Zählen Sie alle Geldanlagen auf, die der Artikel zur privaten Altersvorsorge als Wahlmöglichkeiten bei der Vorsorgeentscheidung nennt.
==== Seite ====
Kopf im Sand Finanzieller Analphabetismus gefährdet Privatvorsorge

Die Deutschen sind finanzielle Analphabeten. Die meisten haben von Geldanlagen wenig Ahnung. Vor privater Altersvorsorge drücken sie sich nach neuen Studienergebnissen möglichst lange herum - mit manchmal dramatischen Folgen.

Die Deutschen sind finanzielle Analphabeten. Die meisten haben von Geldanlagen wenig Ahnung. Vor privater Altersvorsorge drücken sie sich nach neuen Studienergebnissen möglichst lange herum. Für Banken, Börsen- und Rentenexperten steht fest: Angesichts des steigenden Privatisierungsdrucks bei den Renten gehört verbrauchernahe ökonomische Bildung an deutschen Schulen fest auf den Stundenplan. Denn ob eigene schmerzliche Erfahrungen nach dem Börsencrash reichen, die Menschen von riskanten Aktiengeschäften abzuhalten, bleibt weiterhin fraglich.

Aus Unsicherheit gar nichts machen

Die Zahlen sprechen für sich: Fast zwei Drittel der 2.000 Befragten in einer Studie der Bertelsmann-Stiftung finden Finanzfragen schwierig. Bei der Entscheidung für Lebensversicherung, Aktien oder Fondsanlage bleibt auch nach längerer Bedenkzeit bei jedem Zweiten ein unsicheres Gefühl. Die Konsequenz: "Viele schließen Verträge für Vorsorgeprodukte ab, die nicht optimal für ihre Situation sind, oder sie schieben die Entscheidung auf die lange Bank", befürchtet der Rentenexperte und Autor der Studie, Johannes Leinert. Im schlimmsten Fall ließen sie die Vorsorgeplanung weg: "Bei der Steuererklärung gibt es eine Abgabefrist, bei der Altersvorsorge nicht."
==== Verfügbare Daten ====
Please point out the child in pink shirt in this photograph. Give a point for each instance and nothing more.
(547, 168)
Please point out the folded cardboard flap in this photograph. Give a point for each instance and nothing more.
====
Übungsergebnis:
Lebensversicherung, Aktien, Fondsanlage